### WHAT IS NEEDED
Add 46 to every coordinate in the bounding boxes of the rows, from the start of the rows up to and including the line with "[0,165,207,204]". Write out every line in that span, with the request lines unchanged.

### INFORMATION SUPPLIED
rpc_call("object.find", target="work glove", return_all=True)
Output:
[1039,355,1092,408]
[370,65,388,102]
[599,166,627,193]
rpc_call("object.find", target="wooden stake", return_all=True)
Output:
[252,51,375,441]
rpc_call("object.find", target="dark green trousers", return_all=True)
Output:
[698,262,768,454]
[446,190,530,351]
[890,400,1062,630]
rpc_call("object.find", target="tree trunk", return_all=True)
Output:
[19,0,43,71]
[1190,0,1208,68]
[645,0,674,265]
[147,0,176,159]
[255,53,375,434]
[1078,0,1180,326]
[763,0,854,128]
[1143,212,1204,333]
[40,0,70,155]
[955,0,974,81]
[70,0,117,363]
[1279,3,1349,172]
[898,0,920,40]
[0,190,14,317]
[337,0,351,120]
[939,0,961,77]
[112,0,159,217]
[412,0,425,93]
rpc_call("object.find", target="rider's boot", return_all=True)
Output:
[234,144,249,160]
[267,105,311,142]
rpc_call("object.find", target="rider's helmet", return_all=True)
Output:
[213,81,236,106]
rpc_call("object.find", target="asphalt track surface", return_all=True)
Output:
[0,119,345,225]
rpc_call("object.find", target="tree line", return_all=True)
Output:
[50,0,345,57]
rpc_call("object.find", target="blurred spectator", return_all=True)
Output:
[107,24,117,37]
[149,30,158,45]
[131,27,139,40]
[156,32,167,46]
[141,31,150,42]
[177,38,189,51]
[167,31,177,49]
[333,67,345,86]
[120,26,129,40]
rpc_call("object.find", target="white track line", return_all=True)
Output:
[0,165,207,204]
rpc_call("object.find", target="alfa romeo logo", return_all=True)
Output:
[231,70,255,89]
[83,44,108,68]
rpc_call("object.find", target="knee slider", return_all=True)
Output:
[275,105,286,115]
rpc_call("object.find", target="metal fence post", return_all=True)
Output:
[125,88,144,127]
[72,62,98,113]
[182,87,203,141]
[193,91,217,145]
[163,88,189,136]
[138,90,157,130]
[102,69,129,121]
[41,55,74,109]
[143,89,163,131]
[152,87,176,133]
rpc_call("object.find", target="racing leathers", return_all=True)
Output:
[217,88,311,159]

### WORKED SOLUTION
rpc_call("object.find", target="work glove", return_all=True)
Output:
[1085,401,1138,454]
[416,111,434,148]
[645,212,673,239]
rpc_call("object.find", target="wooden stake", return_all=True)
Output:
[298,97,421,487]
rpc_call("object.find", target="dark green trousers", return_all=True)
Output:
[744,308,814,500]
[492,236,576,397]
[936,446,1108,676]
rpc_call("object.find", target="tree trunk", return_all=True)
Output:
[65,46,89,117]
[1236,46,1254,114]
[691,46,720,311]
[193,46,222,205]
[301,99,421,480]
[1124,46,1226,372]
[809,46,900,174]
[1189,258,1250,379]
[86,46,116,201]
[1001,46,1020,127]
[116,46,163,409]
[1325,49,1395,218]
[944,46,966,86]
[46,236,60,363]
[383,46,397,166]
[985,46,1007,123]
[158,46,205,263]
[458,46,471,139]
rpc_call("object.find", target="rider's boot", return_all=True)
Output:
[280,190,295,206]
[313,151,357,188]
rpc_call("object.find", target="rider's helmet", return_all=True)
Output:
[259,127,282,152]
rpc_call("object.find", target="asphalt track surface", return_all=True)
Output:
[46,165,391,271]
rpc_call("object.find", target="tree line", return_all=True)
Output:
[96,46,391,103]
rpc_call("object.find", target="blurred spectator", return_all=True)
Output:
[153,70,163,83]
[195,76,204,91]
[177,73,185,86]
[202,78,213,92]
[187,77,196,88]
[223,84,235,97]
[213,77,223,95]
[379,113,391,132]
[166,72,175,86]
rpc_call("object.find", target="white track line", return_all=True)
Output:
[46,211,253,250]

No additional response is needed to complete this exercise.